Exercise aim.
From the notes on discrete choice models below, copy out the part that starts at the words "Discrete Choice Models" and stops after "demand estimation models.", changing nothing.

Passage given.
▼

Discrete Choice Models and Logits
To better understand the underlying mechanisms of demand and supply, this document explores core concepts in econometrics as presented in the UMass Amherst course ResEcon 703. Topics covered include logit models, random coefficients (mixed) logit models, and BLP estimation, among others. The goal is to investigate how these theoretical frameworks can support the development of more accurate and robust demand estimation models.
Discrete Choice Problem
Steps to set up and analyze a discrete choice problem:
Specify a choice set - all possible alternatives available to the decision maker.
For example, for a business trip this weekend, one can fly: first class, business class, economy class, etc.
Formulate a model of how the agent chooses among the choice set - this model can be parameterized, and when so, the next step would be to estimate those parameters.
Discrete choices are usually modeled under the assumption of Utility Maximizing behavior by the decision maker. One framework that provides this is the Random Utility Model (RUM), which is based on two terms: observed utility (based on observed characteristics) and unobserved utility.
Random Utility Model (RUM)

▲

Material supplied.
▼

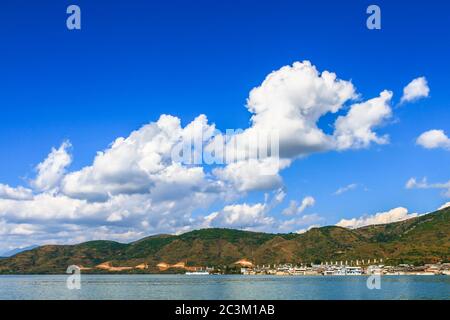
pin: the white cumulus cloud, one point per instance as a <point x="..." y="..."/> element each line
<point x="393" y="215"/>
<point x="345" y="189"/>
<point x="52" y="169"/>
<point x="434" y="139"/>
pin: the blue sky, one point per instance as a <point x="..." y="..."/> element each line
<point x="135" y="60"/>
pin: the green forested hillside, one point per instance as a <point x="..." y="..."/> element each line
<point x="419" y="240"/>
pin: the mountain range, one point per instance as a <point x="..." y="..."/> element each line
<point x="420" y="240"/>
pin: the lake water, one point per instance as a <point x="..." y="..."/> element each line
<point x="223" y="287"/>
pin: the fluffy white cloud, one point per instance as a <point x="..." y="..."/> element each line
<point x="135" y="187"/>
<point x="345" y="189"/>
<point x="434" y="139"/>
<point x="295" y="208"/>
<point x="291" y="100"/>
<point x="355" y="129"/>
<point x="242" y="216"/>
<point x="394" y="215"/>
<point x="52" y="169"/>
<point x="414" y="184"/>
<point x="416" y="89"/>
<point x="19" y="193"/>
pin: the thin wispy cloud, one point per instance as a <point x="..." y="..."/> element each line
<point x="345" y="189"/>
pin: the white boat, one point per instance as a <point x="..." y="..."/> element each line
<point x="197" y="273"/>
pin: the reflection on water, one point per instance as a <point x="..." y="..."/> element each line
<point x="223" y="287"/>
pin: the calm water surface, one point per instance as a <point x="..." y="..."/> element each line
<point x="223" y="287"/>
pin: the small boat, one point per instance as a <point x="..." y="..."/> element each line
<point x="197" y="273"/>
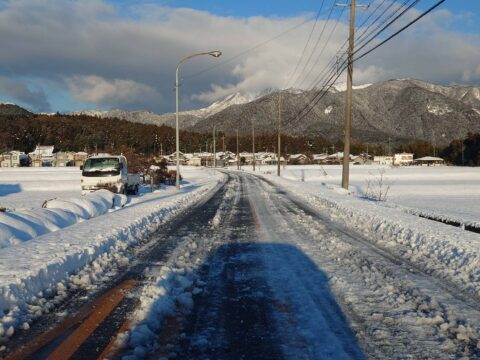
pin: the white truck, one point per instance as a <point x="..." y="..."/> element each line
<point x="105" y="171"/>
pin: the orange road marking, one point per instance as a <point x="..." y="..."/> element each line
<point x="103" y="306"/>
<point x="111" y="348"/>
<point x="45" y="338"/>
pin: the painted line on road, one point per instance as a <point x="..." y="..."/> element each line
<point x="103" y="306"/>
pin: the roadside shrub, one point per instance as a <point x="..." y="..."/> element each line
<point x="377" y="186"/>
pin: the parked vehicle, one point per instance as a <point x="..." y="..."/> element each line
<point x="105" y="171"/>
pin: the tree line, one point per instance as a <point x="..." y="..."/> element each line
<point x="92" y="134"/>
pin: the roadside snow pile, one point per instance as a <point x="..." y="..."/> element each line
<point x="449" y="252"/>
<point x="36" y="275"/>
<point x="23" y="225"/>
<point x="171" y="287"/>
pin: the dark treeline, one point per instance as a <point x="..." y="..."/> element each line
<point x="90" y="134"/>
<point x="464" y="152"/>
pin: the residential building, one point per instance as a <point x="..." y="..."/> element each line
<point x="13" y="159"/>
<point x="403" y="159"/>
<point x="42" y="156"/>
<point x="429" y="161"/>
<point x="383" y="160"/>
<point x="63" y="158"/>
<point x="298" y="159"/>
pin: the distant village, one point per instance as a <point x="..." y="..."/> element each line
<point x="45" y="156"/>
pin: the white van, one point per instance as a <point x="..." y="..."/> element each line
<point x="108" y="171"/>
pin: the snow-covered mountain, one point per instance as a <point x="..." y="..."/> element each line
<point x="187" y="118"/>
<point x="403" y="110"/>
<point x="233" y="99"/>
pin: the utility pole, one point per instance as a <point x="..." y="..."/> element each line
<point x="253" y="143"/>
<point x="214" y="149"/>
<point x="348" y="103"/>
<point x="238" y="155"/>
<point x="279" y="126"/>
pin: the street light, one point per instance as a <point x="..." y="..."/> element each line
<point x="215" y="53"/>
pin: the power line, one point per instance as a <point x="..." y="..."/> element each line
<point x="328" y="84"/>
<point x="306" y="44"/>
<point x="240" y="54"/>
<point x="317" y="42"/>
<point x="401" y="30"/>
<point x="323" y="49"/>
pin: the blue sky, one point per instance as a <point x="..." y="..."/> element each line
<point x="67" y="55"/>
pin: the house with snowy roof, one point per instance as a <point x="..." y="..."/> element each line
<point x="13" y="158"/>
<point x="298" y="159"/>
<point x="42" y="156"/>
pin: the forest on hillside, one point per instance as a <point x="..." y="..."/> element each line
<point x="92" y="134"/>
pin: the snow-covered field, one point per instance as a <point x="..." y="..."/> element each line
<point x="445" y="192"/>
<point x="27" y="188"/>
<point x="35" y="268"/>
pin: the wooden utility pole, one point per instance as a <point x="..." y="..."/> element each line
<point x="238" y="155"/>
<point x="253" y="143"/>
<point x="214" y="149"/>
<point x="279" y="127"/>
<point x="348" y="102"/>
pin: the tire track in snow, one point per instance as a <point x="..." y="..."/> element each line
<point x="443" y="322"/>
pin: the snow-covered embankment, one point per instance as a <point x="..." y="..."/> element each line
<point x="46" y="266"/>
<point x="23" y="225"/>
<point x="446" y="251"/>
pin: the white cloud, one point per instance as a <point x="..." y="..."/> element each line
<point x="18" y="90"/>
<point x="129" y="61"/>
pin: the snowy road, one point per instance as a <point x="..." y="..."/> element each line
<point x="255" y="273"/>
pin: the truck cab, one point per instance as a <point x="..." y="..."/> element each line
<point x="110" y="172"/>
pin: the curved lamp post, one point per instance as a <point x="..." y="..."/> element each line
<point x="215" y="53"/>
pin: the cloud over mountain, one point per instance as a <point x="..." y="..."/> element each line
<point x="99" y="53"/>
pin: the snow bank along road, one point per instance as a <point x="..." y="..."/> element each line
<point x="253" y="272"/>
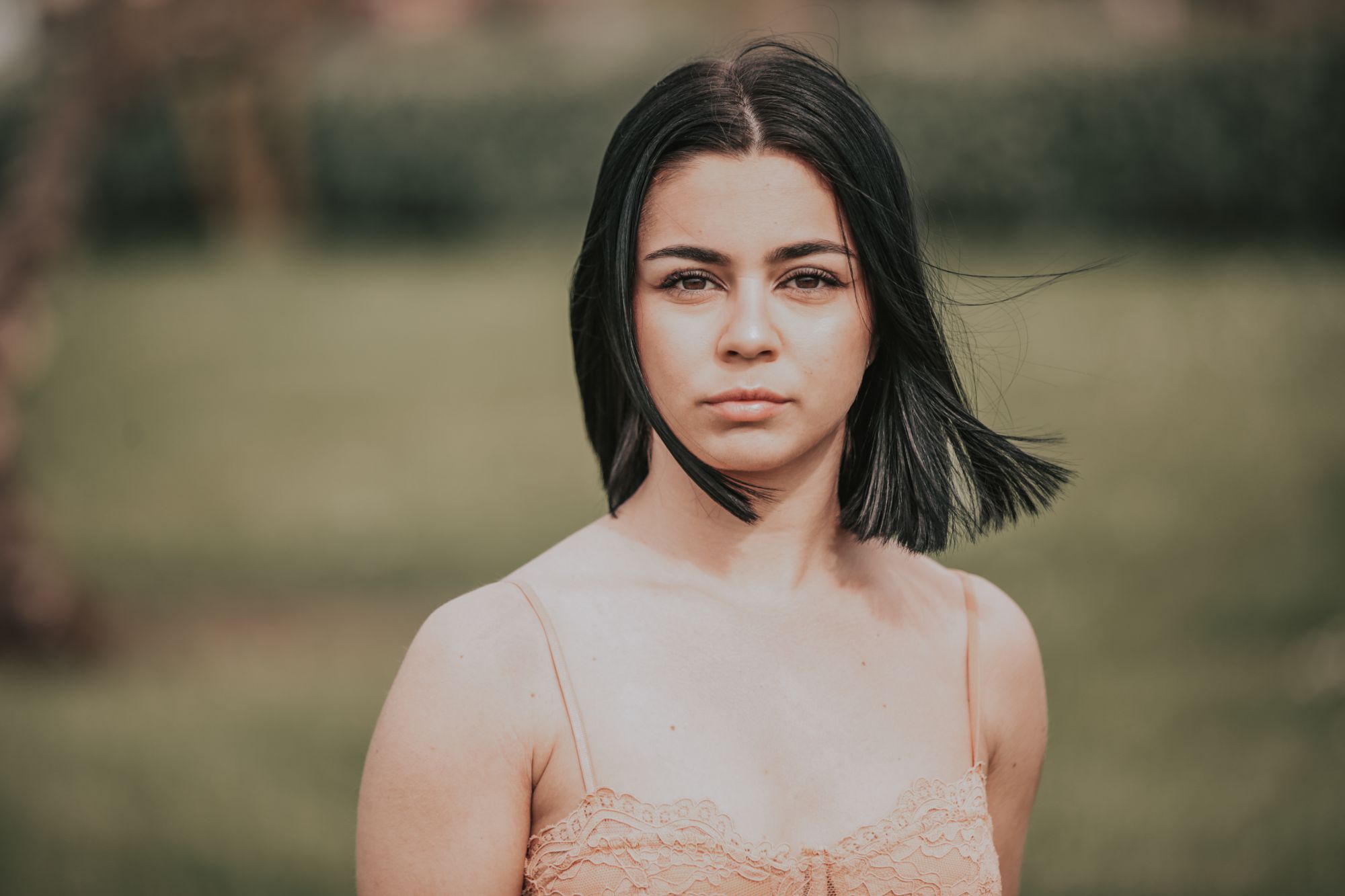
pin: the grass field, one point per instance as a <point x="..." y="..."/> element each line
<point x="275" y="467"/>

▲

Full output.
Discrete Choice Models and Logits
To better understand the underlying mechanisms of demand and supply, this document explores core concepts in econometrics as presented in the UMass Amherst course ResEcon 703. Topics covered include logit models, random coefficients (mixed) logit models, and BLP estimation, among others. The goal is to investigate how these theoretical frameworks can support the development of more accurate and robust demand estimation models.